Exercise :: Output only the span of lines that begins at the line containing "Check that every instance of the green highway" and ends at the last line of the data, both included, exactly as they appear.

Excerpted records ::
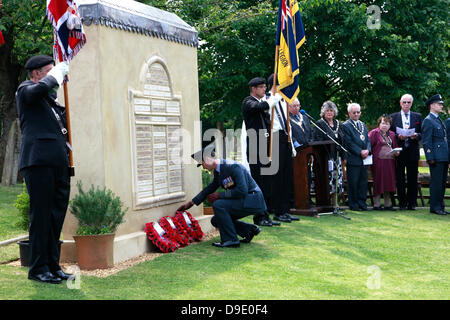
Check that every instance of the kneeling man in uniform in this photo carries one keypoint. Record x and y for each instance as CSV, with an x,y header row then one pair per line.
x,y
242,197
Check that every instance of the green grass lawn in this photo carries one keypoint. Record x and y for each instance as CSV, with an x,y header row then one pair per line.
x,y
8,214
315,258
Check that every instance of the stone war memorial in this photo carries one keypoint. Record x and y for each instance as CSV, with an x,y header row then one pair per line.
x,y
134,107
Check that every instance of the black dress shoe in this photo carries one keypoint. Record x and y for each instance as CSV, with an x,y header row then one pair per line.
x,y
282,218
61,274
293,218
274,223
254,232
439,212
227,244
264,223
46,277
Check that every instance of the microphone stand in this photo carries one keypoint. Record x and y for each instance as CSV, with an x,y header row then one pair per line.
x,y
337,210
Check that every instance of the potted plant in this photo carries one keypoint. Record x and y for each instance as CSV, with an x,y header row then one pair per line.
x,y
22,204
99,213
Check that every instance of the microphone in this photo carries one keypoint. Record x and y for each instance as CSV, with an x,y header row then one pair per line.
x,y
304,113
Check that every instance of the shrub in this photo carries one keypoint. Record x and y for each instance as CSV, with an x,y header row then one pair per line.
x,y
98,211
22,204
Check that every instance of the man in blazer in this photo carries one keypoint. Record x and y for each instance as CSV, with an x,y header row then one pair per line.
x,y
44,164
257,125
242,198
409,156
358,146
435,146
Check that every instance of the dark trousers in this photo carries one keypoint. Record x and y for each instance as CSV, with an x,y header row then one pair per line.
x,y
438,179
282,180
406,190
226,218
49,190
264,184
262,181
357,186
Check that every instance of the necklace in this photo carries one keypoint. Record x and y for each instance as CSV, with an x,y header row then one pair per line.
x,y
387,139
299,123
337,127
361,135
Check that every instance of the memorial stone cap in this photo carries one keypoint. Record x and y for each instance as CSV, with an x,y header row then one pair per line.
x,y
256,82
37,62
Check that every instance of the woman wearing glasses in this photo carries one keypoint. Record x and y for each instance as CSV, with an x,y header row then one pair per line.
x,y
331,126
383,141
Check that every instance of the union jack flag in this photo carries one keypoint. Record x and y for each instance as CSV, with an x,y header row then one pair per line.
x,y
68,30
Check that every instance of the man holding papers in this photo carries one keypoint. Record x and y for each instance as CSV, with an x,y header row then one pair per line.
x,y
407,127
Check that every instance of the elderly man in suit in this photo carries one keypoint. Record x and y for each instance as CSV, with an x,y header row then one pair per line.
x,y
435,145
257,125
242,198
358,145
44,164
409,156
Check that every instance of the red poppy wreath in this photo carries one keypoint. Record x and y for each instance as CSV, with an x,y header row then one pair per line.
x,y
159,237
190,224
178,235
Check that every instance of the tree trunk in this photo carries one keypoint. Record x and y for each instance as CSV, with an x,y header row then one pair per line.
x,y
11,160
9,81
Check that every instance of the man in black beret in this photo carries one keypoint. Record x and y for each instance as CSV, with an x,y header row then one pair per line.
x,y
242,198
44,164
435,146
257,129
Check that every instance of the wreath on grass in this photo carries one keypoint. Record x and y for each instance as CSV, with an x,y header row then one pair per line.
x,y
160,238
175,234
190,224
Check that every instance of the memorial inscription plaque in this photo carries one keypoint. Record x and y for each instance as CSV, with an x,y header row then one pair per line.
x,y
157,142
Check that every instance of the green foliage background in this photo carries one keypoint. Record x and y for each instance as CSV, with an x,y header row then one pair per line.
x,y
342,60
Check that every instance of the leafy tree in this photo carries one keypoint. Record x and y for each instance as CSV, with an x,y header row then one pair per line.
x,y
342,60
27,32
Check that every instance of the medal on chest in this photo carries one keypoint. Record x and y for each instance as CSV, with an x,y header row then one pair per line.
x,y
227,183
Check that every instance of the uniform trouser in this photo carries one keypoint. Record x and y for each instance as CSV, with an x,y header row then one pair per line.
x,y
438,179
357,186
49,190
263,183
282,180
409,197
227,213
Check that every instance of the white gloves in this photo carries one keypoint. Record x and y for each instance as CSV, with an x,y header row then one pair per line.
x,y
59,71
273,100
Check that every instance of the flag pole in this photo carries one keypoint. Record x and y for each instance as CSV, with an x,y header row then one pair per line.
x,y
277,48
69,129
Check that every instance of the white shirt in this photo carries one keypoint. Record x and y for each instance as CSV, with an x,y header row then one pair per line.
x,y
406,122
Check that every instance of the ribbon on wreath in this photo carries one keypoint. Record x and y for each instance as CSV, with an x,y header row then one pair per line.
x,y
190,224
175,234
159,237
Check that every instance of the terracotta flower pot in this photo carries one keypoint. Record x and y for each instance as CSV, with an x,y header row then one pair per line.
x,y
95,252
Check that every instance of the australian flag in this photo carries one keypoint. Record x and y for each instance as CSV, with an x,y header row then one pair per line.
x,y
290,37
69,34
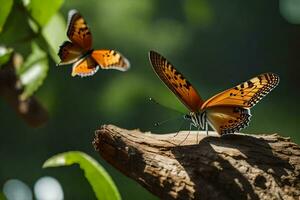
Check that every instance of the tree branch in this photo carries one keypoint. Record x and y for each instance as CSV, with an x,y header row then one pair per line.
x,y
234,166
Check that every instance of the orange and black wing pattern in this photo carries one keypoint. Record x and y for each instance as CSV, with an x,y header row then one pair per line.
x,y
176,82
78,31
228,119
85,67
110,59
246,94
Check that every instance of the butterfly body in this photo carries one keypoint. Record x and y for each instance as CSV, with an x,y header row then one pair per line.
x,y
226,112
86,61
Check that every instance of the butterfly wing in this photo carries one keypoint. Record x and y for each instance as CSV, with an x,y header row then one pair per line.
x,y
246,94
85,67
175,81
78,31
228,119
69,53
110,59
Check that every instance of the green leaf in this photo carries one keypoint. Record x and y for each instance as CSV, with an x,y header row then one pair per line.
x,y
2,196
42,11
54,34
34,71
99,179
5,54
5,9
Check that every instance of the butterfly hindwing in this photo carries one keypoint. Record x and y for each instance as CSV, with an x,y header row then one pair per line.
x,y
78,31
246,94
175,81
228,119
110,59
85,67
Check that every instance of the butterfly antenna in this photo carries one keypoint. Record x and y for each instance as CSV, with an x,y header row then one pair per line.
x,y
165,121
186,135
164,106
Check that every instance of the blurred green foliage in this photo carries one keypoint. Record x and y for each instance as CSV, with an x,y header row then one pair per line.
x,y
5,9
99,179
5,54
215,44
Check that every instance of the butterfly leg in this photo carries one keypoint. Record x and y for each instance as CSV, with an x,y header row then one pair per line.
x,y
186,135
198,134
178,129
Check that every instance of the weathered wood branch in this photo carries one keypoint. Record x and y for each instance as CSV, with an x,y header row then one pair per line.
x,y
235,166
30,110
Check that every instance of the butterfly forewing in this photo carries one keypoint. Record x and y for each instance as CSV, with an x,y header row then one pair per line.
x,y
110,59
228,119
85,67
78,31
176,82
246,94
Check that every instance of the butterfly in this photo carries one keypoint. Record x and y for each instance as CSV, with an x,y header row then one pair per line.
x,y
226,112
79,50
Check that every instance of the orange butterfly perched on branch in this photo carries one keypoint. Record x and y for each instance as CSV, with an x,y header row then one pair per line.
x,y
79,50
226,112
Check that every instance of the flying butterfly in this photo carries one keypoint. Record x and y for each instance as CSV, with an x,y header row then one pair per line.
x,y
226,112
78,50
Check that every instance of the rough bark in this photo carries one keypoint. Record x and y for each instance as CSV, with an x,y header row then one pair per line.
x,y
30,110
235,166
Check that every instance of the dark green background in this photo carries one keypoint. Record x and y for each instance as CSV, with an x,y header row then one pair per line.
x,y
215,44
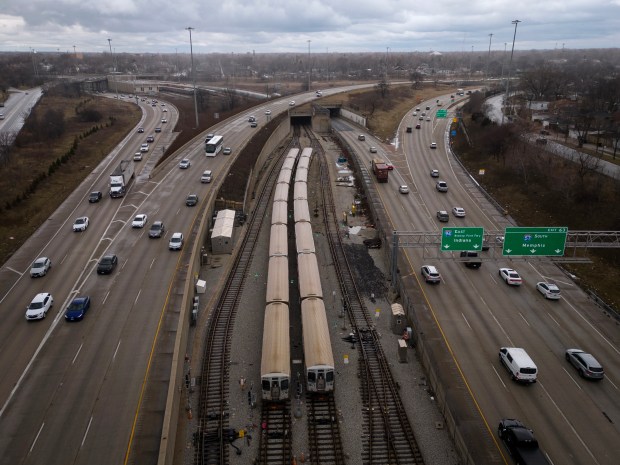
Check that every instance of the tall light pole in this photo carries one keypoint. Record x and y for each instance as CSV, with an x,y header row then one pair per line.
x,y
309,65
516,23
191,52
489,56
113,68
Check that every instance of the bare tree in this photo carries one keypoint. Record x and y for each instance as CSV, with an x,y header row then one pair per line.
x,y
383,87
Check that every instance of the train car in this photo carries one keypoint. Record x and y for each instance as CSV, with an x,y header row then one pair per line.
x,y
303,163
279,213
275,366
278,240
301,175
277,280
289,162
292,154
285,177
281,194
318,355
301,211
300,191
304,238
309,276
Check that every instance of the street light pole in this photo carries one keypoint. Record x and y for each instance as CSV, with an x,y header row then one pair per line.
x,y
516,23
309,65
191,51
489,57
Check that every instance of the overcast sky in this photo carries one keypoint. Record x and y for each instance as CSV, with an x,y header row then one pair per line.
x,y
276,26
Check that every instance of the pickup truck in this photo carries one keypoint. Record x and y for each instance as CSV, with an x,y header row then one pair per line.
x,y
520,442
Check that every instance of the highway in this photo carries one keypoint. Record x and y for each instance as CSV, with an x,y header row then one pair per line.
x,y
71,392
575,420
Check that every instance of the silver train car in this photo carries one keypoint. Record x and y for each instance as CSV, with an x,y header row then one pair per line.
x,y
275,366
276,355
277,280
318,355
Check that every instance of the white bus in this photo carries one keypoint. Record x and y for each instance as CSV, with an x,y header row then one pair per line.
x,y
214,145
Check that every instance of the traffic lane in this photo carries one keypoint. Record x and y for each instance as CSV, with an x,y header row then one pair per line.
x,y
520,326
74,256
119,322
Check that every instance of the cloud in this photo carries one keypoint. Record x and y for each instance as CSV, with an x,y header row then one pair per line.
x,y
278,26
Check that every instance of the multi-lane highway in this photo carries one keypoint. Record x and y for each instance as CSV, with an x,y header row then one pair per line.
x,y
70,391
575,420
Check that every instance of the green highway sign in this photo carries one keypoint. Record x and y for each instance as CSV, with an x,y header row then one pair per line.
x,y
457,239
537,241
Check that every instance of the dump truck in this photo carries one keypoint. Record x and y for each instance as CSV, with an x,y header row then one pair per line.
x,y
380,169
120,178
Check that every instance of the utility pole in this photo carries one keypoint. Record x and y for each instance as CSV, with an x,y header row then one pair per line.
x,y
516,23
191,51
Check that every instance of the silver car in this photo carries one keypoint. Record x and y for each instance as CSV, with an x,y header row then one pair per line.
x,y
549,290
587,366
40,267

Response ::
Check that every instance of the green highway sign in this photo carries one keypoint. Record x and y for each instance as CSV, with an x,y header row then one pair per line.
x,y
457,239
537,241
Check that every instance of the dump truck in this photo carries one keypoint. Record x and y for each instance as CSV, with an x,y header row then one pair per line.
x,y
380,169
120,178
Check that every instance of the utility pole in this photo carries one keypoint. Record x and y for each instance as CSV, with an x,y header row then one pair per line.
x,y
516,23
191,51
Check that every instance of the silver car in this photo carries one keypoint. Record x and y for each instance as CSV, with an x,y header row then one pair per line.
x,y
549,290
587,366
40,267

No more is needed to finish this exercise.